CONSIGNA: Prosigue el texto sobre el FICER a partir de su última oración.

PASAJE CITADO:
====
En su faceta de actor, Ignacio Agüero formó parte de Litoral, la serie que Raúl Ruiz realizó para la televisión pública chilena. En sus cuatro episodios —el último trabajo que el maestro filmó en su país— se encadenan relatos y memorias de marinos que, sin saberlo, viajan a bordo de un barco fantasma. Cada historia oscila entre la intimidad y la Historia con mayúscula, un juego simbólico característico del universo ruiziano cuyo origen, curiosamente, puede rastrearse en un punto de contacto con otro litoral, el argentino: el Instituto de Cinematografía de la Universidad Nacional del Litoral, dirigido por Fernando Birri y dónde Ruiz inició su relación con el cine.
Aprovechando el movimiento de gente en la arteria principal del Centro Provincial de Convenciones —convertida todas las noches en patio gastronómico— los organizadores decidieron trasladar la función de Cinemateca Presenta desde la Sala Noble hacia una pantalla al aire libre. Aquella noche ventosa de miércoles, con una primera fila de señoras riéndose del costumbrismo mordaz de Los inundados, la calle fue escenario de un cierre de círculo casi perfecto: el hijo pródigo Agüero, el iniciador Birri, el Litoral chileno y el argentino, el inclasificable Ruiz, el público entrerriano, la familia Gaitán y un cine latinoamericano que se construía sobre sus raíces. Un camino a retomar.
VIII
Eduardo Crespo, director artístico del FICER, escribe en una especie de presente pretérito en su texto introductorio del catálogo. Frases como “En estos últimos cuatro años que me tocó estar al frente…”, “Después de cuatro años de trabajo intenso y compartido…” y “Me
quedo con todo lo aprendido…” revelan un tono de despedida serena, casi celebratoria. La lista de directores que lo preceden —Celina Murga y Nicolás Herzog— muestra que el festival ha optado por una renovación constante, algo que puede interpretarse como parte de su impulso de evolución, aunque también como un recordatorio de que todo proyecto en desarrollo convive con cierta incertidumbre. Aun así, el hecho de que la dirección recaiga siempre en cineastas funciona como un blindaje ante burócratas más parecidos a gerentes inescrupulosos que a Hans Hurch; o personalistas atornillados a un trono imaginario que está perdiendo sus costuras hace tiempo; o peor aún, frente a oportunistas de paso que dirigen festivales que no conocen y hasta desprecian. De allí que la continuidad —no solo de nombres, sino de una identidad y un espíritu de trabajo— aparezca como condición necesaria para que el FICER siga imprimiendo su leyenda. El Festival deberá sortear ciertos requerimientos que tarde o temprano tocarán su puerta: el afán por la figura estelar, la elefantiasis programadora y, sobre todo, la avidez de novedades que atenta contra la posibilidad de encontrar en el pasado las respuestas a los problemas del presente. Sin embargo, Entre Ríos cuenta con una ventaja frente a estos desafíos: una comunidad que respalda el proyecto.
====
REGISTROS EN BRUTO:
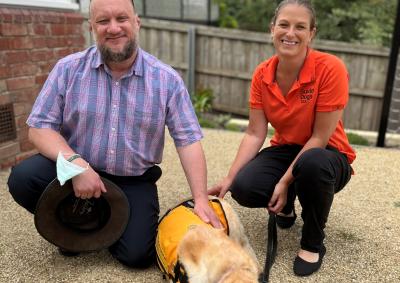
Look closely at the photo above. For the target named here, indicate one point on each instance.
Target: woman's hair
(305, 3)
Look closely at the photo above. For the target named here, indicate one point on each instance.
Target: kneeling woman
(301, 92)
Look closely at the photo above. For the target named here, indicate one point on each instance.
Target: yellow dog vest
(171, 229)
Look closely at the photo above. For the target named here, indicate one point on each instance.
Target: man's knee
(17, 182)
(241, 190)
(28, 180)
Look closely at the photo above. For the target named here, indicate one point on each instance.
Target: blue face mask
(67, 170)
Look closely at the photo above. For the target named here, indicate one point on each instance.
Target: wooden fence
(225, 60)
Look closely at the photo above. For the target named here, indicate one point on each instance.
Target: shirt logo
(306, 95)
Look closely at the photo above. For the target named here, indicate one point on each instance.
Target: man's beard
(109, 56)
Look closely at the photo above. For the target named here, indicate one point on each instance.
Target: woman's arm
(324, 125)
(252, 141)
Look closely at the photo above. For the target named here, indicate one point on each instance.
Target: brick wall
(31, 42)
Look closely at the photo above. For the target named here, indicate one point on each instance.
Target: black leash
(271, 248)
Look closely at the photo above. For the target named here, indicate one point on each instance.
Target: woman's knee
(313, 163)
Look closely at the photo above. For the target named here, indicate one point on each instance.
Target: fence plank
(226, 59)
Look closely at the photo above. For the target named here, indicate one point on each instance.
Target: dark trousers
(318, 174)
(135, 248)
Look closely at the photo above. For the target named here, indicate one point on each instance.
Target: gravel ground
(363, 231)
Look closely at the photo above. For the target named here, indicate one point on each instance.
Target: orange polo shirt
(322, 86)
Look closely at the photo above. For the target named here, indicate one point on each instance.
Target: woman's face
(292, 32)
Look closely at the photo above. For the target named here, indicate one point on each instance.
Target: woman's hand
(279, 197)
(221, 188)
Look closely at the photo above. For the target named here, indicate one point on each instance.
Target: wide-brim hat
(81, 225)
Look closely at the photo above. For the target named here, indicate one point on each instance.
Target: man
(110, 104)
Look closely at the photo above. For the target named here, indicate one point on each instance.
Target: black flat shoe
(67, 253)
(305, 268)
(285, 222)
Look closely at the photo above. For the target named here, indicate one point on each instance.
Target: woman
(302, 93)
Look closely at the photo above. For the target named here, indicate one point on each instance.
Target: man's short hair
(133, 3)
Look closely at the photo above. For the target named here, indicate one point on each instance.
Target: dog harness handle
(271, 248)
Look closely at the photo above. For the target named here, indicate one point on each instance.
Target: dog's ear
(191, 246)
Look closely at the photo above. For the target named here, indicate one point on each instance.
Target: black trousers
(135, 248)
(318, 174)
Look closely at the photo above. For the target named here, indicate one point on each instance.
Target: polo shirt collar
(307, 72)
(137, 67)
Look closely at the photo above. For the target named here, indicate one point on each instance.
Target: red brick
(53, 42)
(24, 69)
(61, 52)
(7, 16)
(46, 67)
(38, 29)
(74, 29)
(24, 42)
(17, 16)
(74, 18)
(16, 57)
(39, 42)
(4, 43)
(5, 72)
(27, 16)
(52, 17)
(77, 40)
(20, 83)
(58, 29)
(5, 98)
(42, 55)
(10, 29)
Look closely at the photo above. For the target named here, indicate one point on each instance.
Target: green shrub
(357, 139)
(232, 127)
(202, 101)
(206, 123)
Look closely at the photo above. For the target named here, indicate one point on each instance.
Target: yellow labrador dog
(209, 255)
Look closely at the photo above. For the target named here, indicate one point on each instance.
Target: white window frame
(54, 4)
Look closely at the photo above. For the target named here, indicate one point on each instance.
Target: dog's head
(209, 255)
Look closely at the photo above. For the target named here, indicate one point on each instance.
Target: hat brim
(53, 230)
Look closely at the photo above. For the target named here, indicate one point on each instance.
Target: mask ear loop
(73, 157)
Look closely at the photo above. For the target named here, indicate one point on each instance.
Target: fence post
(191, 59)
(394, 51)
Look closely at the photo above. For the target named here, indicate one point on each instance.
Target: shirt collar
(306, 75)
(137, 67)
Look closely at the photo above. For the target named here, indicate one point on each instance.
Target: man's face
(115, 27)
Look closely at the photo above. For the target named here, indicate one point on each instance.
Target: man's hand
(88, 184)
(279, 198)
(207, 214)
(221, 188)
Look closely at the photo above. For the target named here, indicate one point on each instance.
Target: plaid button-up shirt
(118, 126)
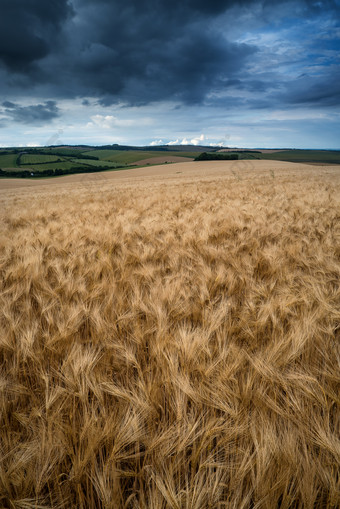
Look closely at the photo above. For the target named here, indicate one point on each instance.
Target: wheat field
(171, 339)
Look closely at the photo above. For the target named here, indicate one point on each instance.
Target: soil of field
(169, 338)
(178, 171)
(163, 160)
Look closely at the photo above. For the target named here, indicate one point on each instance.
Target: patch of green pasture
(131, 156)
(305, 156)
(38, 159)
(8, 161)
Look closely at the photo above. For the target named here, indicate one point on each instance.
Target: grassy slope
(130, 156)
(315, 156)
(8, 161)
(181, 355)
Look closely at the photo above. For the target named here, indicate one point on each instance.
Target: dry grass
(172, 342)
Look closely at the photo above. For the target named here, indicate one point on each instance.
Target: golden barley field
(169, 338)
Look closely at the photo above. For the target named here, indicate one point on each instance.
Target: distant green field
(305, 156)
(65, 165)
(89, 162)
(8, 160)
(38, 159)
(131, 156)
(65, 151)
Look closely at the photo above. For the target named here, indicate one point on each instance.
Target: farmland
(170, 338)
(53, 161)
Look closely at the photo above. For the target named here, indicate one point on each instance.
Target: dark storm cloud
(138, 51)
(28, 29)
(34, 114)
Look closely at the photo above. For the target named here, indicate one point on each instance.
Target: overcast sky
(248, 74)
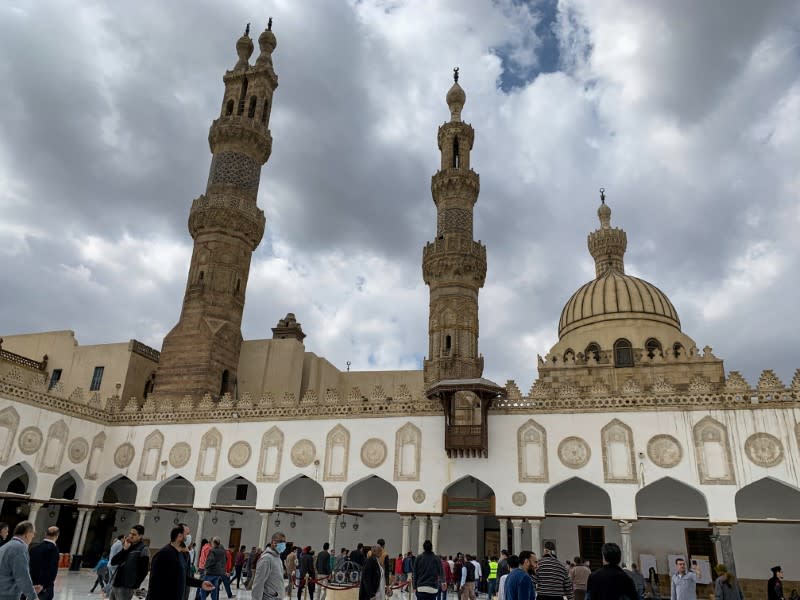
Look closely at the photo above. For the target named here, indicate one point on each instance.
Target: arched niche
(369, 493)
(234, 491)
(768, 499)
(175, 490)
(668, 497)
(577, 496)
(300, 492)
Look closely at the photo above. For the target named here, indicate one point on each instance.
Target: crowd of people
(283, 569)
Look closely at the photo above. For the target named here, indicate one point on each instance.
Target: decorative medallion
(239, 454)
(303, 453)
(78, 450)
(123, 457)
(180, 454)
(665, 451)
(764, 450)
(30, 440)
(574, 452)
(373, 453)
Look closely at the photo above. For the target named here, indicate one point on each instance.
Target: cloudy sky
(686, 112)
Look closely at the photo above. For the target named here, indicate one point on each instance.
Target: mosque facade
(630, 433)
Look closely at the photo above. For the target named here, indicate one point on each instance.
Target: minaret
(201, 353)
(454, 267)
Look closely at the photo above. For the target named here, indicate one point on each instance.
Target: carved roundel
(180, 454)
(764, 450)
(239, 454)
(574, 452)
(303, 453)
(373, 453)
(78, 450)
(665, 451)
(123, 457)
(30, 440)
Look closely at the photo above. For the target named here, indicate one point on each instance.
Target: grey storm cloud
(685, 112)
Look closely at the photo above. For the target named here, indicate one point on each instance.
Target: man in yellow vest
(492, 578)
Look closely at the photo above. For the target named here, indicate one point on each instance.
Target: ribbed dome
(614, 295)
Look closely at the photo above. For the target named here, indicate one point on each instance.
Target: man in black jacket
(44, 564)
(132, 564)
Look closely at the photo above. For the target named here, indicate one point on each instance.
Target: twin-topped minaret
(201, 353)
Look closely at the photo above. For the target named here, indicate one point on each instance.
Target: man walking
(428, 575)
(15, 578)
(132, 564)
(551, 577)
(268, 578)
(44, 564)
(610, 582)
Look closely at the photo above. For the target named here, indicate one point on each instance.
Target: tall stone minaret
(454, 265)
(201, 353)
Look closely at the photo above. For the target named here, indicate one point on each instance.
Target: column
(76, 535)
(536, 535)
(435, 532)
(725, 546)
(503, 534)
(625, 537)
(406, 544)
(517, 535)
(423, 532)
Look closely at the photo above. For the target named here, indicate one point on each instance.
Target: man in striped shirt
(552, 578)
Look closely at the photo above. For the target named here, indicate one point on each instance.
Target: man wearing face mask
(268, 580)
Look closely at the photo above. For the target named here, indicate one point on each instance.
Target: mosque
(630, 433)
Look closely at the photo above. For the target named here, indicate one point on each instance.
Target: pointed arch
(9, 423)
(151, 456)
(713, 452)
(577, 496)
(407, 453)
(668, 497)
(270, 455)
(208, 457)
(50, 459)
(619, 460)
(532, 453)
(337, 451)
(370, 492)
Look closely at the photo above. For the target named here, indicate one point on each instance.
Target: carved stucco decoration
(9, 420)
(337, 450)
(764, 450)
(269, 460)
(373, 453)
(180, 454)
(532, 453)
(665, 451)
(151, 456)
(78, 450)
(208, 457)
(239, 454)
(303, 453)
(124, 455)
(407, 453)
(95, 455)
(713, 451)
(574, 452)
(30, 440)
(619, 461)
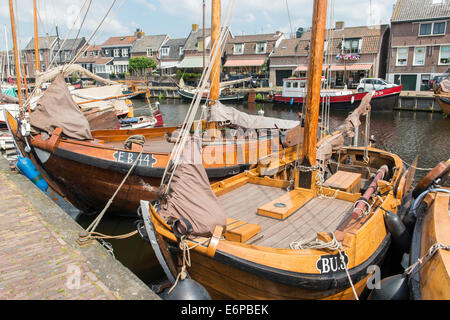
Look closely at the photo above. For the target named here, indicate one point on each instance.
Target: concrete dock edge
(120, 281)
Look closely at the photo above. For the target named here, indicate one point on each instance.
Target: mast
(313, 94)
(16, 55)
(36, 41)
(204, 47)
(7, 56)
(215, 72)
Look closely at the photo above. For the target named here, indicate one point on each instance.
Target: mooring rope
(333, 245)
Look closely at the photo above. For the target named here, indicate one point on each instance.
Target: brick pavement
(35, 262)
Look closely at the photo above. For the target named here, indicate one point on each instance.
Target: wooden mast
(16, 55)
(313, 94)
(215, 72)
(36, 41)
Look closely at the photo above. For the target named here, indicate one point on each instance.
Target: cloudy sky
(175, 17)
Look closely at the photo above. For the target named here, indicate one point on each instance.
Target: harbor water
(407, 134)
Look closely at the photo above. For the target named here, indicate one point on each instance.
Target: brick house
(119, 49)
(420, 42)
(193, 49)
(350, 54)
(249, 53)
(172, 52)
(46, 46)
(148, 46)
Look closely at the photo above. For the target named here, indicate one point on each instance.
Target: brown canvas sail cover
(190, 194)
(56, 108)
(5, 99)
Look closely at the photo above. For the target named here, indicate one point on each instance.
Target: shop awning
(244, 63)
(170, 64)
(304, 67)
(193, 62)
(350, 67)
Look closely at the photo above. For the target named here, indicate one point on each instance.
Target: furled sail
(56, 108)
(190, 196)
(229, 115)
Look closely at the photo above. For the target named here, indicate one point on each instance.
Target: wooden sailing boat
(86, 167)
(431, 238)
(257, 250)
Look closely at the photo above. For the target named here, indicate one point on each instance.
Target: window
(402, 56)
(419, 56)
(165, 51)
(261, 47)
(432, 28)
(444, 55)
(352, 46)
(238, 48)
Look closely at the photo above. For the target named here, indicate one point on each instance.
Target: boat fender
(29, 170)
(187, 289)
(400, 235)
(392, 288)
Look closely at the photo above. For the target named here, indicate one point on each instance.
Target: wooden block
(286, 205)
(344, 181)
(241, 231)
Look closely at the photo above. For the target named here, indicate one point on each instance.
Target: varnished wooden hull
(251, 271)
(432, 282)
(444, 103)
(88, 173)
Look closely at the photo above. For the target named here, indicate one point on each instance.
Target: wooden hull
(87, 173)
(383, 100)
(444, 103)
(432, 282)
(223, 98)
(252, 271)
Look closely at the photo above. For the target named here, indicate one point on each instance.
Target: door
(282, 74)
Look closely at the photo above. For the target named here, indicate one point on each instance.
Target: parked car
(368, 84)
(436, 81)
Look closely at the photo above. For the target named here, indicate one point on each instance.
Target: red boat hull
(382, 100)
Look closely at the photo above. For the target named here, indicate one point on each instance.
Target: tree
(140, 64)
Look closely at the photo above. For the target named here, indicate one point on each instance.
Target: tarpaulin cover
(190, 194)
(56, 108)
(221, 113)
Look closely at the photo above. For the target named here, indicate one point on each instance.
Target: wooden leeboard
(291, 202)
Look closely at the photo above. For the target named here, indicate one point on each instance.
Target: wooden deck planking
(309, 220)
(318, 215)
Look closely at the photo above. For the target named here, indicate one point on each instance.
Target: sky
(175, 17)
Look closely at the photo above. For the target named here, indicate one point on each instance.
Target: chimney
(139, 34)
(339, 25)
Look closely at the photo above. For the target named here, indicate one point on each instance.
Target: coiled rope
(333, 244)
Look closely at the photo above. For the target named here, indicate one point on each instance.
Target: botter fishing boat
(254, 236)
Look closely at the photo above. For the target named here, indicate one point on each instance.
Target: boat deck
(318, 215)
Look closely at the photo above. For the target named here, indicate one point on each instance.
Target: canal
(405, 133)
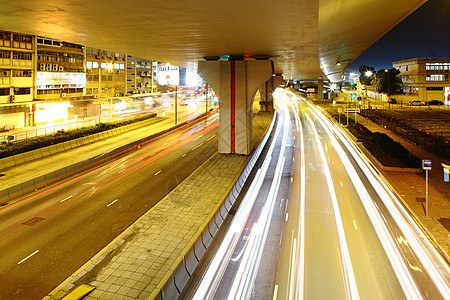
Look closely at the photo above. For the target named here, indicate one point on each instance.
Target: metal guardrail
(172, 284)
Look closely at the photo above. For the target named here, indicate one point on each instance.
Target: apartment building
(429, 78)
(59, 70)
(139, 75)
(105, 73)
(17, 56)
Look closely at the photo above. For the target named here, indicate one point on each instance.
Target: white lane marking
(67, 198)
(174, 137)
(197, 146)
(275, 292)
(112, 203)
(28, 257)
(354, 225)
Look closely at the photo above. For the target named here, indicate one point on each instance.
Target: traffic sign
(426, 164)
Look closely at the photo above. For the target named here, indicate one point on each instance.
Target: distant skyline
(424, 33)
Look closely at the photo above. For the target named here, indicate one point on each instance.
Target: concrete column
(235, 83)
(266, 92)
(320, 88)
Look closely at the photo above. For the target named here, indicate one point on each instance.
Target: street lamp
(389, 88)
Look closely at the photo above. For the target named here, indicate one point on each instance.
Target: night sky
(424, 33)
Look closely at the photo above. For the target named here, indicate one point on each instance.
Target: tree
(367, 75)
(389, 82)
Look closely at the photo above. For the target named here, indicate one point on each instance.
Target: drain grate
(33, 221)
(445, 222)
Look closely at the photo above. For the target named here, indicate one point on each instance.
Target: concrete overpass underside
(305, 39)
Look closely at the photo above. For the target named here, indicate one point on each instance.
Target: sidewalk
(411, 187)
(132, 265)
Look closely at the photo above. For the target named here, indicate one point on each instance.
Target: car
(416, 103)
(435, 102)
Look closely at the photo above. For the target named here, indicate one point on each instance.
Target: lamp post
(389, 88)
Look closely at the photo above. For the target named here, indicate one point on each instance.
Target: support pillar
(235, 83)
(320, 88)
(266, 92)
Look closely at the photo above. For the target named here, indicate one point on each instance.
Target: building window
(22, 73)
(5, 54)
(22, 91)
(22, 55)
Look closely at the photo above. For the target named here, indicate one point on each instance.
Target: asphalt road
(47, 236)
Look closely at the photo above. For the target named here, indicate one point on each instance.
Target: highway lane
(348, 239)
(47, 236)
(247, 256)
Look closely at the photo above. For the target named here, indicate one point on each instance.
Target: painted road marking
(196, 147)
(28, 257)
(112, 203)
(65, 199)
(275, 292)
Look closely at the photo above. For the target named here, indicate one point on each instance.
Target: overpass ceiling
(305, 38)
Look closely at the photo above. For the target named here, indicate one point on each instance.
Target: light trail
(435, 265)
(218, 265)
(351, 287)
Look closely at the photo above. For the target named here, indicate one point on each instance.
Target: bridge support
(236, 83)
(266, 92)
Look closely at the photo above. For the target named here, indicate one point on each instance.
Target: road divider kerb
(169, 287)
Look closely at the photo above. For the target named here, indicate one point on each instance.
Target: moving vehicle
(416, 103)
(435, 102)
(392, 101)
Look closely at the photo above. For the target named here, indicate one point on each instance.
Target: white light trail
(352, 289)
(433, 262)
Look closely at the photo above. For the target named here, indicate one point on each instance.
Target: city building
(105, 73)
(17, 56)
(60, 72)
(139, 75)
(428, 78)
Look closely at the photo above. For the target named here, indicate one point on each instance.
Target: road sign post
(426, 165)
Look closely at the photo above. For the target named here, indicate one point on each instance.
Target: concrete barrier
(4, 196)
(180, 274)
(15, 191)
(18, 159)
(190, 261)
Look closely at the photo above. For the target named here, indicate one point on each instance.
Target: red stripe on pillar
(267, 97)
(233, 106)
====
RESULTADO:
IX
Las actividades especiales volvieron a demostrar un patrón habitual: lo más interesante no siempre es lo más convocante a priori. En El montaje de la memoria, la composición del público no sorprendió: archivistas y cineasta cuyo trabajo dialoga con la preservación y la utilización de material preexistente.
Una de las expositoras fue Karen Spahn, integrante del Museo Provincial de Bellas Artes “Dr. Pedro E. Martínez” de Paraná. Spahn sintetizó el núcleo del debate con una frase tan precisa como inquietante: “En estos momentos estamos trabajando con lo que no existe y nos preguntamos qué hacer con lo que no hay”.
Si el cine argentino se fue sin decir adiós, el FICER tiene una tarea titánica para lo que viene: continuar cartografiando un país desbordado por una riada, a través de ese enemigo público que es el cine. La octava edición será finalmente, como sentenciaron en la ceremonia de apertura sobre la séptima que terminó hace unos días, la más importante de su joven existencia.